======== TEXTE FOURNI

La Cour de cassation a également eu à se prononcer sur la licéité de la rupture du contrat de travail de salariés en considération de leur âge. Dans une affaire intéressant la mise à la retraite d'un danseur des Folies-Bergères par application d'un accord collectif ayant fixé une limite d'âge, la Haute juridiction avait considéré celle-ci comme injustifiée dans la mesure où l'accord était nul et la rupture dès lors uniquement fondée sur l'âge de l'intéressé (10). Par la suite, la même juridiction avait considérée comme discriminatoire la mise à la retraite d'un salarié ne remplissant les conditions exigées par les textes pour partir à la retraite à taux plein (11).
C'est dans ce contexte qu'interviennent ces deux arrêts en date du 11 mai 2010.
II - La Cour de cassation gardienne du cadre méthodologique communautaire
La première affaire (pourvoi n° 08-45.307) concernait le licenciement d'un pilote-instructeur qui avait atteint l'âge de 60 ans et qui demandait l'annulation de ce licenciement qu'il considérait comme constitutif d'une discrimination en raison de son âge.
La cour d'appel de Paris l'avait débouté après avoir relevé "qu'il n'est pas discutable que la limite d'âge a été retenue en raison de sujétions particulières du métier de pilote d'avion, au regard de la responsabilité assumée par un commandant de bord assurant le transport aérien de passagers" et "que la fixation d'une telle limite d'âge est donc légitime au sens de la Directive européenne en ce qu'elle répond à un objectif de bon fonctionnement de la navigation aérienne et de sécurité de ses utilisateurs comme de ceux qui y travaillent, de façon raisonnable et proportionnée au regard de la spécificité de l'activité et du métier de pilote".
L'arrêt est cassé pour manque de base légale, la Cour de cassation reprochant à la juridiction parisienne de ne pas avoir recherché, ainsi qu'elle y était invitée par le demandeur, "si ces objectifs étaient légitimes, il lui appartenait de rechercher, ainsi qu'elle y était invitée, si la cessation des fonctions de pilote à l'âge de 60 ans était nécessaire à leur réalisation, la cour d'appel a privé sa décision".

================
======== DONNÉES FOURNIES

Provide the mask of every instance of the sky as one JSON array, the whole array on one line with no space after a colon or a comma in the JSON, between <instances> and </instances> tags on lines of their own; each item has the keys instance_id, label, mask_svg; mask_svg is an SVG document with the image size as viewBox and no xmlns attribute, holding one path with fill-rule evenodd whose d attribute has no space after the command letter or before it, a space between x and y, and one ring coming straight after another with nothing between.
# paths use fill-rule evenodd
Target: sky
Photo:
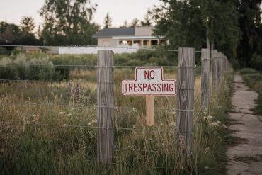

================

CONSIGNE DONNÉE 1>
Répondez à ces questions sur le texte fourni consacré à la rupture du contrat de travail en raison de l'âge :
(a) Quel métier exerçait le salarié mis à la retraite dans l'affaire des Folies-Bergères ?
(b) De quelle date sont les deux arrêts annoncés dans le texte ?
(c) Quel âge avait atteint le pilote-instructeur licencié dans la première affaire ?
CONSIGNE DONNÉE 2> Donnez, s'il vous plaît, la suite du texte fourni sur les arrêts de la Cour de cassation relatifs à l'âge des salariés, en reprenant après sa dernière phrase.

RÉPONSE FOURNIE 1>
(a) Danseur.
(b) Du 11 mai 2010.
(c) 60 ans.

RÉPONSE FOURNIE 2>
La seconde affaire (pourvoi n° 08-43.681) concernait la mise à la retraite à l'âge de 60 ans d'un salarié qui occupait les fonctions de chef du service patrimoine de l'Opéra national de Paris, en application des dispositions de l'article 6 du décret n° 68-382 du 5 avril 1968, modifié le 16 octobre 1980, portant statut de la caisse de retraites des personnels de l'Opéra national de Paris. Le salarié avait demandé l'annulation de celle-ci en raison de la contrariété existant entre les termes de ce décret et les dispositions de la loi n° 2003-775 du 21 août 2003, portant réforme des retraites (N° Lexbase : L9595CAM) restreignant les possibilités de mise à la retraite avant l'âge de 65 ans à la seule existence d'un accord collectif. Il avait été débouté de ses demandes par la cour d'appel de Paris pour qui sa mise à la retraite était régie exclusivement par l'article 6 du décret du 5 avril 1968.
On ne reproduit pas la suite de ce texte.